▸ **GOAL OF THE EXERCISE**: Although the data below holds other lines too, output only those from the line with "dark lateral stripe" up to and including the line with "frog's webbed foot", exactly as they appear.

*** Begin section ***

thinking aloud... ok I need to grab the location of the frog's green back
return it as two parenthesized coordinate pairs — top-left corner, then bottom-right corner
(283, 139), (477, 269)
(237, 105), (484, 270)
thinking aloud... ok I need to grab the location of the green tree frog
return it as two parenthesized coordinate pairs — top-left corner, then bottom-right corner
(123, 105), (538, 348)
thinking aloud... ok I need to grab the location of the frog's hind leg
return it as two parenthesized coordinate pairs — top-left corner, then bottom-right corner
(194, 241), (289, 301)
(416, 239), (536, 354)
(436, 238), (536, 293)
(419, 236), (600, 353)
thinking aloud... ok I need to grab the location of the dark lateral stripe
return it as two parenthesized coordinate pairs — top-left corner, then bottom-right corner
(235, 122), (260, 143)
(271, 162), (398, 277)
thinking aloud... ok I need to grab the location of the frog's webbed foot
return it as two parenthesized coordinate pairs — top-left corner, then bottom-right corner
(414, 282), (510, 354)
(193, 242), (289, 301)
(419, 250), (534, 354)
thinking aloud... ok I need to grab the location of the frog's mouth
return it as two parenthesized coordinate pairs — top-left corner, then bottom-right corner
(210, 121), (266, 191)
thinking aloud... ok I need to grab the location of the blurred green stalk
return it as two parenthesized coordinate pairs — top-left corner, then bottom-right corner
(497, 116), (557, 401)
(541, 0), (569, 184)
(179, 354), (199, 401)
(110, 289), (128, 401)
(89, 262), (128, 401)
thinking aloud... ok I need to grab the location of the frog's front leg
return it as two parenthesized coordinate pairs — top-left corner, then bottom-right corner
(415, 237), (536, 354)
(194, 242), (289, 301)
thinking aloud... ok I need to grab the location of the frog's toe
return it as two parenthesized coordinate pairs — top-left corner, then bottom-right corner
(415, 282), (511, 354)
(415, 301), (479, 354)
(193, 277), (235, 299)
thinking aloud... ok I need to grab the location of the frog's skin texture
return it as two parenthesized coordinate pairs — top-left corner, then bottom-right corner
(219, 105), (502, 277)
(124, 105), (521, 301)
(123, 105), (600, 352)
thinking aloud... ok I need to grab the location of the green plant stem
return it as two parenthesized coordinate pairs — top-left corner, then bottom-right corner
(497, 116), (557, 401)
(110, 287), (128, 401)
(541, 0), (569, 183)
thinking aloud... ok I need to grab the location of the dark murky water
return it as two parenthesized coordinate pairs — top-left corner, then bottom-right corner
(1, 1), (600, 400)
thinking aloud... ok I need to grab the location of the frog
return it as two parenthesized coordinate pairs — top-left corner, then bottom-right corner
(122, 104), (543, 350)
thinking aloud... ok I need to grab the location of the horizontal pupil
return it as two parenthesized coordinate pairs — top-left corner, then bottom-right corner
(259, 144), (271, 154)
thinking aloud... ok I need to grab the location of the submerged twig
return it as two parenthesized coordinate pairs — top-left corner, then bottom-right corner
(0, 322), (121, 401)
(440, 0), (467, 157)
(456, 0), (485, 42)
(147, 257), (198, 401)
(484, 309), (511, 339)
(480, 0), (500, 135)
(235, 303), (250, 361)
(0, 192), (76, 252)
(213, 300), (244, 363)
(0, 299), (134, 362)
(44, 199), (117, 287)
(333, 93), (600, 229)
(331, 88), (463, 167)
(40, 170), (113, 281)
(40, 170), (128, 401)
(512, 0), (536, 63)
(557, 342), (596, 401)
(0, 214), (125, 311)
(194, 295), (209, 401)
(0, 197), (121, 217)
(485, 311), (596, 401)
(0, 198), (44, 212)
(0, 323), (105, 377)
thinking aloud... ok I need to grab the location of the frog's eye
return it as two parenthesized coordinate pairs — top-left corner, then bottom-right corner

*** End section ***

▸ **SOLUTION TO THIS EXERCISE**:
thinking aloud... ok I need to grab the location of the dark lateral stripe
return it as two parenthesized coordinate pairs — top-left corner, then bottom-right corner
(235, 122), (260, 143)
(271, 162), (398, 277)
thinking aloud... ok I need to grab the location of the frog's webbed foot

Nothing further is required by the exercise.